-- Data listing follows --

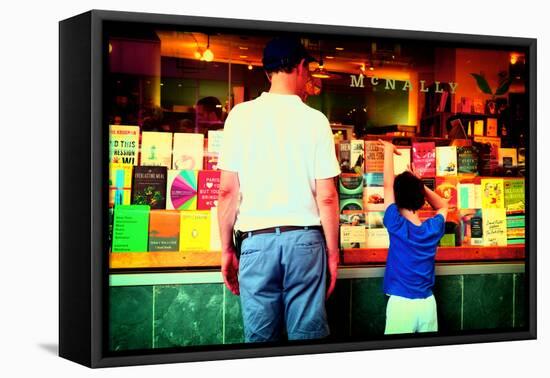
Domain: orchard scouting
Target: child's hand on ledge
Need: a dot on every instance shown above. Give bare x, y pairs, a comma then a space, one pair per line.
390, 146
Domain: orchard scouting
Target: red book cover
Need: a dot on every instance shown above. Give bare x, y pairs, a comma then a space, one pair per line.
423, 157
208, 188
446, 187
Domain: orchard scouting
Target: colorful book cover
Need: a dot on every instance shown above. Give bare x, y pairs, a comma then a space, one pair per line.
494, 227
423, 157
149, 186
514, 195
446, 161
195, 230
446, 187
374, 156
374, 219
344, 156
211, 161
465, 224
156, 149
377, 238
492, 193
181, 190
430, 183
123, 144
188, 151
515, 229
373, 199
351, 204
478, 127
352, 237
467, 160
492, 130
488, 154
466, 195
120, 184
508, 158
357, 156
164, 230
401, 162
215, 139
350, 185
130, 228
373, 179
208, 189
215, 238
353, 217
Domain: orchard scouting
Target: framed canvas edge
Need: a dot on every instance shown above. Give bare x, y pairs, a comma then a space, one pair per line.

-- Data listing concluded --

What the task requires:
Using the entries above, give again each line from the one containing "Target: framed canvas edge" through the last line, exactly and only those.

Result of this exercise:
Target: framed canvas edge
Need: a dot on every instance shown above. Give bare x, y pairs, a comma then a space, one pair per line.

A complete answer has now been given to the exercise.